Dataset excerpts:
[Start of Attachment]

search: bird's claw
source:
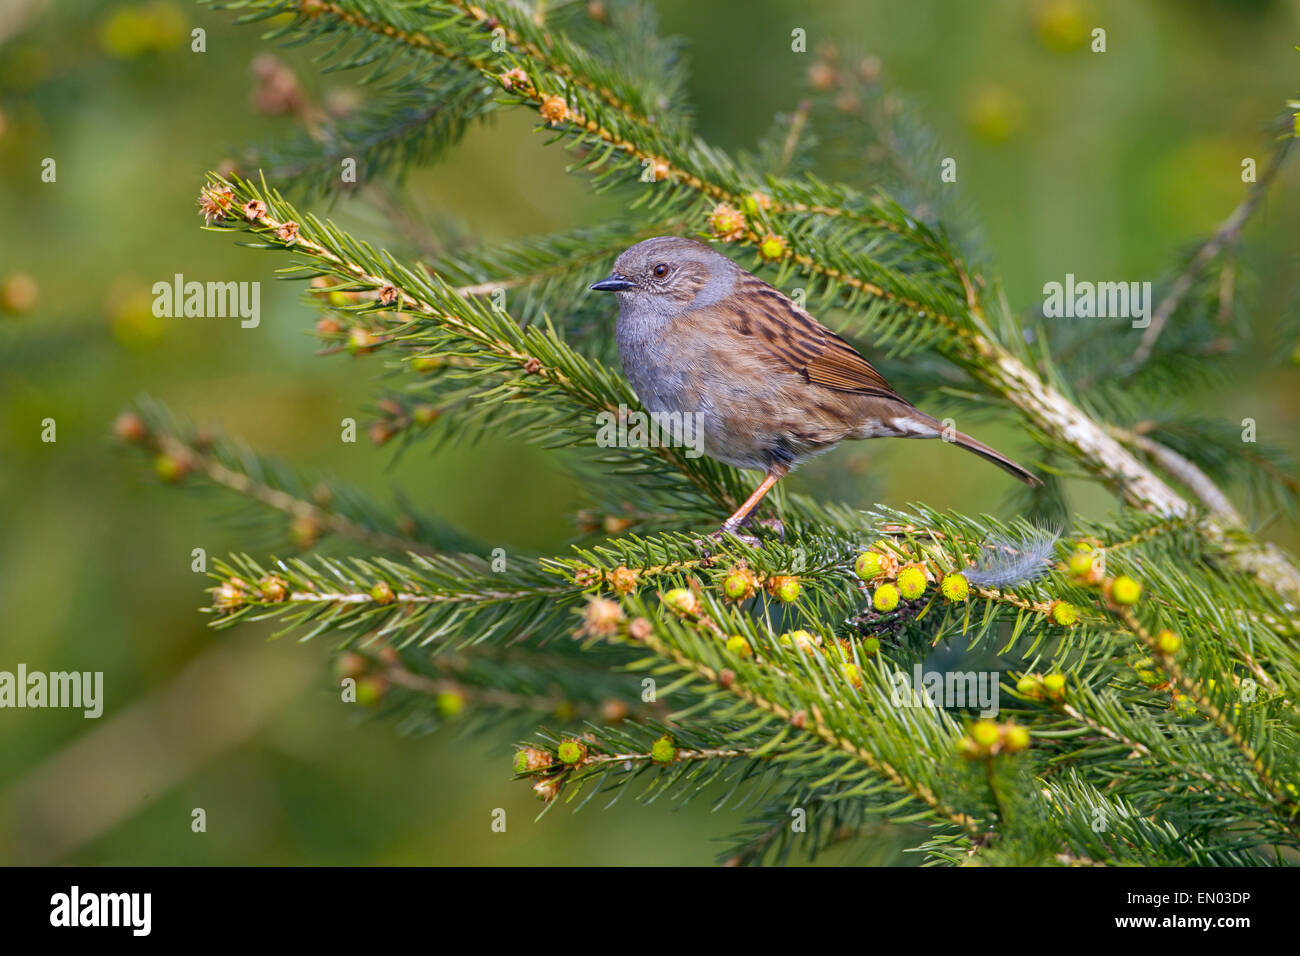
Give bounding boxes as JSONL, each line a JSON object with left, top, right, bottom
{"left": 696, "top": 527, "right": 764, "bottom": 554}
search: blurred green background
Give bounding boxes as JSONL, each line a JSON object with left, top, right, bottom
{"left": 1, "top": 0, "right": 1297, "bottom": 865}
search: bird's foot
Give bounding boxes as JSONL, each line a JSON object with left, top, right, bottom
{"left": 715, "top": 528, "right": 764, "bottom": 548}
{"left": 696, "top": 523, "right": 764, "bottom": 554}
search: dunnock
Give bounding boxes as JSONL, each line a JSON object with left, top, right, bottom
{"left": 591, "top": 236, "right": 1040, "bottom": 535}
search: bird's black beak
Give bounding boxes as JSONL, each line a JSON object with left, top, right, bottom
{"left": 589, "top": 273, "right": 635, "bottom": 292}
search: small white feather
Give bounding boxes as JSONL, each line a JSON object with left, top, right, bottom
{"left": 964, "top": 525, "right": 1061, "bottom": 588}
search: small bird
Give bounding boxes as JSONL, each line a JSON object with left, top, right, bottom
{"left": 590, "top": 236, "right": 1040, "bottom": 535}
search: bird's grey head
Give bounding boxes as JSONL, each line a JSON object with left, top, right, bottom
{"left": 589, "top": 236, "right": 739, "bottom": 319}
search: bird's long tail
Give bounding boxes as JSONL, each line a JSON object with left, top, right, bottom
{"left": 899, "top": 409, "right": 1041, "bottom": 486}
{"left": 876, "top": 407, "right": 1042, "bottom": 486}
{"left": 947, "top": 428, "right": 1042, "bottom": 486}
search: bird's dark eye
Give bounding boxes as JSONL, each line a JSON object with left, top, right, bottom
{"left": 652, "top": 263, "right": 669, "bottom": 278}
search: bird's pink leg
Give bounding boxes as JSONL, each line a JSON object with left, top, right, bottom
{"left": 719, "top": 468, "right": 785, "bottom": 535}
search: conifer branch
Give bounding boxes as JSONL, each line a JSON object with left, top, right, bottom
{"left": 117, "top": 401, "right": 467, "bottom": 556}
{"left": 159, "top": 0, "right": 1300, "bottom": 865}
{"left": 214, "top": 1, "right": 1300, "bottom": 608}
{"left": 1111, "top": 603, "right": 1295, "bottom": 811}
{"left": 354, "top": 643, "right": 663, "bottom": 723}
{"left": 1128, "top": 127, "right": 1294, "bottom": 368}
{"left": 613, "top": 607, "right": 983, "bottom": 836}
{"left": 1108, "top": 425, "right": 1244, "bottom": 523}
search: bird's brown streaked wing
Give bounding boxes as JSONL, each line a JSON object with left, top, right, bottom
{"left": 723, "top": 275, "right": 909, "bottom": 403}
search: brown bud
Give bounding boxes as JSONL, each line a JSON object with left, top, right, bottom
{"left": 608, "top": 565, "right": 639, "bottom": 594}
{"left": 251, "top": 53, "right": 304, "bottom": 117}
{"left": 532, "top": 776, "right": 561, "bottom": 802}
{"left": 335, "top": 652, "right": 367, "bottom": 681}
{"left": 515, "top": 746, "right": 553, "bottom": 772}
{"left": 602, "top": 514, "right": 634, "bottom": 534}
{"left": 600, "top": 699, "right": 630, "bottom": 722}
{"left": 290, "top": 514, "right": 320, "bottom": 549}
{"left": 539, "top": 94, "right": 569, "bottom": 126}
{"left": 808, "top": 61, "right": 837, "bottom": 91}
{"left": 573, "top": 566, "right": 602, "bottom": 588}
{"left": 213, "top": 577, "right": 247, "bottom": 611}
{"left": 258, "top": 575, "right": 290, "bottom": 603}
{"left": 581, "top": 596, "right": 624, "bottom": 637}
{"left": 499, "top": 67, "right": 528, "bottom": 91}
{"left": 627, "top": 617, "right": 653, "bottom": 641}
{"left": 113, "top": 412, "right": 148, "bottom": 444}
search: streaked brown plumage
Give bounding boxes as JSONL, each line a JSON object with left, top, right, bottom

[End of Attachment]

■ **Task item**:
Copy the records above exactly. The pictures are not part of the copy.

■ **Response area**:
search: bird's claw
source:
Give bounding boxes as JSONL, each line a JSON object with left, top, right, bottom
{"left": 696, "top": 527, "right": 764, "bottom": 554}
search: blurred green background
Give bounding boxes as JSONL, each line a JSON object with left, top, right, bottom
{"left": 1, "top": 0, "right": 1297, "bottom": 865}
search: bird's foot
Give bounding boxes as JSONL, each line a JSON object with left, top, right, bottom
{"left": 715, "top": 528, "right": 764, "bottom": 548}
{"left": 696, "top": 523, "right": 764, "bottom": 554}
search: dunnock
Give bounding boxes as JSONL, each line a JSON object with left, top, right, bottom
{"left": 591, "top": 236, "right": 1040, "bottom": 535}
search: bird's black beak
Give bounding boxes as JSONL, each line a JSON object with left, top, right, bottom
{"left": 589, "top": 273, "right": 635, "bottom": 292}
search: small white feather
Give bounding boxes as JSONL, each line a JSON object with left, top, right, bottom
{"left": 964, "top": 525, "right": 1061, "bottom": 588}
search: small bird
Give bounding boxes as JSONL, each line a JSON object with left, top, right, bottom
{"left": 590, "top": 236, "right": 1040, "bottom": 535}
search: bird's grey head
Give bounding boxes as JSONL, each line a JSON object with left, top, right, bottom
{"left": 589, "top": 236, "right": 739, "bottom": 319}
search: bird's long tail
Give bounding boxes as JSONL, each line a JSON object with left, top, right, bottom
{"left": 899, "top": 409, "right": 1041, "bottom": 486}
{"left": 876, "top": 407, "right": 1042, "bottom": 486}
{"left": 947, "top": 428, "right": 1042, "bottom": 486}
search: bird's dark eye
Give bounding boxes as JSONL, each line a JSON object with left, top, right, bottom
{"left": 652, "top": 263, "right": 669, "bottom": 278}
search: bird's pink leg
Give bounding boxes as JSONL, each line a JSON object with left, top, right, bottom
{"left": 719, "top": 468, "right": 785, "bottom": 535}
search: conifer branch
Give bounding boxes as JSONL, each line a JSON object with left, top, right, bottom
{"left": 117, "top": 401, "right": 467, "bottom": 556}
{"left": 159, "top": 0, "right": 1300, "bottom": 865}
{"left": 214, "top": 1, "right": 1300, "bottom": 608}
{"left": 1111, "top": 603, "right": 1295, "bottom": 811}
{"left": 354, "top": 643, "right": 663, "bottom": 723}
{"left": 1128, "top": 127, "right": 1294, "bottom": 368}
{"left": 613, "top": 607, "right": 983, "bottom": 836}
{"left": 1108, "top": 425, "right": 1244, "bottom": 523}
search: bird's brown streaked wing
Give bounding boxes as JSONL, each line a JSON object with left, top, right, bottom
{"left": 723, "top": 275, "right": 909, "bottom": 403}
search: brown bud
Give bounding boxes as JSONL, each line a JSON object with left, top, right, bottom
{"left": 608, "top": 565, "right": 639, "bottom": 594}
{"left": 251, "top": 53, "right": 304, "bottom": 117}
{"left": 532, "top": 776, "right": 561, "bottom": 802}
{"left": 335, "top": 652, "right": 367, "bottom": 681}
{"left": 515, "top": 746, "right": 553, "bottom": 772}
{"left": 602, "top": 514, "right": 634, "bottom": 534}
{"left": 600, "top": 699, "right": 630, "bottom": 722}
{"left": 290, "top": 514, "right": 320, "bottom": 549}
{"left": 539, "top": 94, "right": 569, "bottom": 126}
{"left": 808, "top": 61, "right": 837, "bottom": 91}
{"left": 573, "top": 566, "right": 602, "bottom": 588}
{"left": 213, "top": 577, "right": 247, "bottom": 611}
{"left": 258, "top": 575, "right": 290, "bottom": 603}
{"left": 581, "top": 596, "right": 624, "bottom": 637}
{"left": 499, "top": 67, "right": 528, "bottom": 91}
{"left": 627, "top": 617, "right": 653, "bottom": 641}
{"left": 113, "top": 412, "right": 148, "bottom": 444}
search: streaked brown plumage
Give bounding boxes as JSONL, each line a JSON object with left, top, right, bottom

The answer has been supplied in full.